TASK OBJECTIVE
Please turn every line of the listing below into a numbered list, skipping blank lines and leaving out the pictures.

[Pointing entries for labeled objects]
▽

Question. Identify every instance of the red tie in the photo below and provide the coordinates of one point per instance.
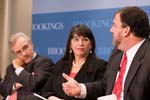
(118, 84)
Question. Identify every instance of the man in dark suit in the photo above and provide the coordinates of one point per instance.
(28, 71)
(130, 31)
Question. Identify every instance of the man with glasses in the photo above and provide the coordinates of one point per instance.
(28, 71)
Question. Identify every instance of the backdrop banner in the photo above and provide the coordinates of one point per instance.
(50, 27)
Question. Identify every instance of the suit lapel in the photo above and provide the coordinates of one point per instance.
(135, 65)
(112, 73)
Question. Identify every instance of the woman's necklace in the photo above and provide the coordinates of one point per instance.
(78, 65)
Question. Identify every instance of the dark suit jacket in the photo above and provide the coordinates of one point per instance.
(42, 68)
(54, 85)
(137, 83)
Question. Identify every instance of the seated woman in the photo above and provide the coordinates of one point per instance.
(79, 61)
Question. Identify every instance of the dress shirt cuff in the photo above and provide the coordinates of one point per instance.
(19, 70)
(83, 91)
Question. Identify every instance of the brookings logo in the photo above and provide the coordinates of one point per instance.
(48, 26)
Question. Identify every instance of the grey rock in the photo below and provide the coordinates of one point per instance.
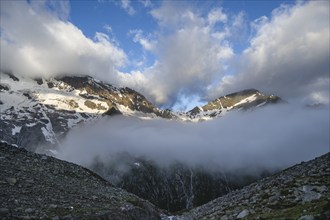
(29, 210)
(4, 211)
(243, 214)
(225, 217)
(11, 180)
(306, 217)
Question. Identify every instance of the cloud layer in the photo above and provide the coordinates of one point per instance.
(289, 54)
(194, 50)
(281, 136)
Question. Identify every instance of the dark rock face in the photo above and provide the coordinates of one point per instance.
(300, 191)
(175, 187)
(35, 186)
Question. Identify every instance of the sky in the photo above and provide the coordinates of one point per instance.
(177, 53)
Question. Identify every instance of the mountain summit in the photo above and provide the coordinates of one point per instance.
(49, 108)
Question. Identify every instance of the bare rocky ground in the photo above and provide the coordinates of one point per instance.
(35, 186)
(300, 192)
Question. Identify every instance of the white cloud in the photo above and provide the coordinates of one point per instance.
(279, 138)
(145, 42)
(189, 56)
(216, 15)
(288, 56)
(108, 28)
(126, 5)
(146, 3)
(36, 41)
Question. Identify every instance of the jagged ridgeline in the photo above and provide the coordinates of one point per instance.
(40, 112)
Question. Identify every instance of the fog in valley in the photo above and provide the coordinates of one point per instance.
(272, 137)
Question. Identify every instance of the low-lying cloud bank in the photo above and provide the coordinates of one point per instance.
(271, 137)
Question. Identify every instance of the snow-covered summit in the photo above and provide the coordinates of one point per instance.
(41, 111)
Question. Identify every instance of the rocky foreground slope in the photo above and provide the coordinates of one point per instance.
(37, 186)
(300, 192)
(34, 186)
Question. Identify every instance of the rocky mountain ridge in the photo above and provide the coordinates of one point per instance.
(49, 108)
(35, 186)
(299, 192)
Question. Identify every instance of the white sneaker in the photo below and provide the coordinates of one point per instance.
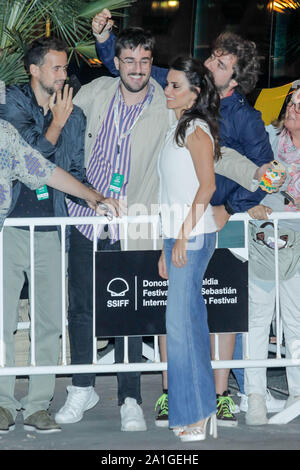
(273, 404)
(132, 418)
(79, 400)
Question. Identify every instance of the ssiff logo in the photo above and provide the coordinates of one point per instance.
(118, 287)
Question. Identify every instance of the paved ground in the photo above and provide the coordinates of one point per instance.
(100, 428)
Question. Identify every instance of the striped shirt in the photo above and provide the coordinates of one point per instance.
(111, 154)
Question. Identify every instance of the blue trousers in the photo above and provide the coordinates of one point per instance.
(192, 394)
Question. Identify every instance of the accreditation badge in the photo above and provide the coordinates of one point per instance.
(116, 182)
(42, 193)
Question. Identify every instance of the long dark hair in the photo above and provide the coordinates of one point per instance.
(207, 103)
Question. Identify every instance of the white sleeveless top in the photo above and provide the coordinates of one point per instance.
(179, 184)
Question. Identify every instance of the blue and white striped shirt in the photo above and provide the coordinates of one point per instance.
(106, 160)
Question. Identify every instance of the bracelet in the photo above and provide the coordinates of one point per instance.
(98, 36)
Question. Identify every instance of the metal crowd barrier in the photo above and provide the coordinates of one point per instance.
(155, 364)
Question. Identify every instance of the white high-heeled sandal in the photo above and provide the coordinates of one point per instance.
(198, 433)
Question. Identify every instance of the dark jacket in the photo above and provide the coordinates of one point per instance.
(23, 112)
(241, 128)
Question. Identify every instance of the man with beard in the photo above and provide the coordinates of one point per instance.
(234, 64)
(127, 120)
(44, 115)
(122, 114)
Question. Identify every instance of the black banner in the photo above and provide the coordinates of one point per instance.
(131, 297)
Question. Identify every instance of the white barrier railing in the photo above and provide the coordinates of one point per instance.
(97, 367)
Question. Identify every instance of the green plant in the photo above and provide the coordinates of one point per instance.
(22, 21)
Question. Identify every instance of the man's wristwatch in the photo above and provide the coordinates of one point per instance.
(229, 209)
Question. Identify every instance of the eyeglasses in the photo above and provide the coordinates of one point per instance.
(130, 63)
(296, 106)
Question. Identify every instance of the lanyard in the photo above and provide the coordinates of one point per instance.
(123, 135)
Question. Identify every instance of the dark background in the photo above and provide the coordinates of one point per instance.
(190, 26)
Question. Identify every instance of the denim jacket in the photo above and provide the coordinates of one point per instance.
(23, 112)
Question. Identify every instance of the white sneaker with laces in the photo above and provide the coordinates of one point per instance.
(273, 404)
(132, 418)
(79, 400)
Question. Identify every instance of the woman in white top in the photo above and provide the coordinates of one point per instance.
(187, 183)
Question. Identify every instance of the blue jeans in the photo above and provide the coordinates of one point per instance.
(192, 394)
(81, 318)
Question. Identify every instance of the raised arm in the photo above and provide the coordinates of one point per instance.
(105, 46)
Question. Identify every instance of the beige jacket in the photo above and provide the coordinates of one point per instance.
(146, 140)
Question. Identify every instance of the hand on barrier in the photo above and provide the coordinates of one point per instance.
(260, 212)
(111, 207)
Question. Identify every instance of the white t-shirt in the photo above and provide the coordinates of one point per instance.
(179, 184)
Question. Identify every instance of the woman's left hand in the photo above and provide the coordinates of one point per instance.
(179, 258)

△

SOLUTION FOR THIS TASK
1. Question. Identify every instance of the red tie in the photo below and provide the coordinates of one point per instance.
2. (118, 84)
3. Question. Identify every instance of the man in dark suit in the photo above and provide the coordinates of one point per instance.
4. (28, 71)
5. (130, 31)
6. Question. Identify every instance of the man with glasses in the photo above and provide the coordinates of one point per instance.
7. (28, 71)
8. Question. Identify every instance of the backdrop banner in the photo above and provide the coordinates of one point per instance.
9. (50, 27)
10. Question. Identify every instance of the suit lapel in the photo above and provide the coordinates of one point per instance.
11. (135, 65)
12. (112, 73)
13. Question. Identify every instance of the woman's necklace in the photo above and provide the coordinates of one point per instance.
14. (78, 65)
15. Question. Identify every instance of the dark suit jacket in the photo above and provide the coordinates of one point per instance.
16. (42, 68)
17. (54, 85)
18. (137, 83)
19. Question. Identify every instance of the seated woman in the photo above and provide the coordinates of one point per instance.
20. (79, 61)
21. Question. Identify every instance of the dress shirt cuff in the photo above and provide the coordinates of one point per instance.
22. (19, 70)
23. (83, 91)
24. Question. Identify every instance of the brookings logo in the photo above and provide the coordinates of one point per instance.
25. (48, 26)
26. Question. Identify every instance of the grey rock in the photo below and provide the coordinates of one point per instance.
27. (29, 210)
28. (4, 211)
29. (243, 214)
30. (225, 217)
31. (11, 180)
32. (306, 217)
33. Question. Identify every instance of the cloud layer in the photo above and provide the coordinates of one point per instance.
34. (289, 54)
35. (194, 50)
36. (281, 136)
37. Question. Identify every instance of the dark rock face in the photo above and provide the coordinates of one point per instance.
38. (300, 191)
39. (175, 187)
40. (35, 186)
41. Question. Identify every instance of the sky in the photo above and provide the coordinates of one point per instance.
42. (177, 53)
43. Question. Identify every instance of the mountain summit in the photo above and provide the coordinates of one point per instance.
44. (49, 108)
45. Question. Identify every instance of the bare rocky ground in the photo above and provide the coordinates of one point per instance.
46. (35, 186)
47. (300, 192)
48. Question. Identify every instance of the white cloud in the photo above and provide the coordinates of one point per instance.
49. (279, 138)
50. (145, 42)
51. (189, 56)
52. (216, 15)
53. (288, 56)
54. (108, 28)
55. (126, 5)
56. (146, 3)
57. (36, 41)
58. Question. Identify every instance of the jagged ridgeline in the photo above and provide the coordinates of one point per instance.
59. (40, 112)
60. Question. Identify every instance of the fog in valley in the photo above and provide the coordinates of one point per instance.
61. (272, 137)
62. Question. Identify every instance of the low-lying cloud bank in the photo above and provide the coordinates of one point per instance.
63. (271, 137)
64. Question. Identify every instance of the snow-covered summit in the photo above and provide the coordinates of one point per instance.
65. (41, 111)
66. Question. Identify every instance of the rocky foreground slope in the photo above and provide the coordinates of one point per instance.
67. (37, 186)
68. (300, 192)
69. (34, 186)
70. Question. Identify every instance of the rocky mountain ridge in the photo above and provide the coordinates of one point per instance.
71. (49, 108)
72. (35, 186)
73. (299, 192)
74. Question. Identify every instance of the white sneaker in the photo below and provide the coordinates of one point per instance.
75. (273, 404)
76. (132, 418)
77. (79, 400)
78. Question. Identify every instance of the ssiff logo in the photo above and provide the coordinates of one point per instance.
79. (118, 287)
80. Question. Identify every instance of the paved ground in the photo above and provide the coordinates of one point per instance.
81. (100, 428)
82. Question. Identify every instance of the striped shirt in the photo above and provide the coordinates of one point per instance.
83. (111, 154)
84. Question. Identify every instance of the blue trousers in the photo above and provide the coordinates of one point per instance.
85. (192, 394)
86. Question. Identify every instance of the accreditation badge in the photo above and provide the coordinates of one point per instance.
87. (116, 182)
88. (42, 193)
89. Question. Identify every instance of the long dark hair in the photo above and provide the coordinates of one point per instance.
90. (207, 103)
91. Question. Identify every instance of the white sleeveless top in the photo above and provide the coordinates of one point per instance.
92. (179, 184)
93. Question. Identify every instance of the blue and white striped shirt in the photo above and provide the coordinates of one point per instance.
94. (106, 160)
95. Question. Identify every instance of the bracelet in the photo above and provide the coordinates of one point per instance.
96. (98, 36)
97. Question. Identify every instance of the metal crowd barrier in the photo above and provide the coordinates of one point per instance.
98. (155, 364)
99. Question. Identify every instance of the white high-heeled sandal in the photo above and provide the coordinates of one point per instance.
100. (198, 433)
101. Question. Identify every instance of the dark jacket in the photo above and provide the coordinates of one point per instance.
102. (23, 112)
103. (241, 128)
104. Question. Identify every instance of the man with beard in the photo above and provide the coordinates of one point per instance.
105. (234, 64)
106. (127, 120)
107. (44, 115)
108. (122, 114)
109. Question. Identify every instance of the black banner in the photo above and provide the coordinates of one point per instance.
110. (131, 297)
111. Question. Identify every instance of the white barrier railing in the photo above and provide the coordinates of one point per instance.
112. (97, 367)
113. Question. Identify every instance of the green plant in the photo above and provide the coordinates of one point per instance.
114. (22, 21)
115. Question. Identify every instance of the man's wristwatch in the photo above and provide the coordinates of one point per instance.
116. (229, 209)
117. Question. Identify every instance of the eyeglasses in the photo above and provide the coordinates of one point per instance.
118. (130, 63)
119. (296, 106)
120. Question. Identify every instance of the lanyard in the photo above and provide the coordinates of one point per instance.
121. (123, 135)
122. Question. Identify every instance of the dark background in the photo above and provide the coordinates of one point per instance.
123. (190, 26)
124. Question. Identify every instance of the denim jacket in the photo above and provide the coordinates of one point per instance.
125. (23, 112)
126. Question. Identify every instance of the white sneaker with laces in the photo above and provide the coordinates of one point per instance.
127. (273, 404)
128. (132, 418)
129. (79, 400)
130. Question. Identify every instance of the woman in white top in the photo above and provide the coordinates of one point per instance.
131. (187, 183)
132. Question. Identify every instance of the blue jeans in the photo above and provide the coordinates of one point per instance.
133. (192, 394)
134. (81, 318)
135. Question. Identify every instance of the raised arm in the photo above and provide the coordinates of one point per instance.
136. (105, 46)
137. Question. Identify every instance of the beige jacket in the photo above and provide the coordinates of one point per instance.
138. (146, 140)
139. Question. Identify every instance of the hand on barrier in the photo above and provide the coordinates of one point per instance.
140. (260, 212)
141. (111, 207)
142. Question. Identify every instance of the white t-shirt in the photo above and provide the coordinates of one point per instance.
143. (179, 184)
144. Question. Identify every instance of the woman's left hand in the photo above and provide the coordinates of one point per instance.
145. (179, 258)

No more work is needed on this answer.